DATA.
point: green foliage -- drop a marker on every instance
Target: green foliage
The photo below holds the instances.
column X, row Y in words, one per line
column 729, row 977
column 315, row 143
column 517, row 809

DIRECTIONS.
Please render the records above as a two-column CSV with the headers "prompt" and "response", one row per record, putting each text and its answer in a single quoted field with line breaks changed to spaces.

CORRECT RESPONSE.
prompt,response
"point: green foliage -- drop a marker on every instance Target: green foliage The photo below holds the instances. column X, row Y in words, one per line","column 729, row 977 column 315, row 143 column 517, row 809"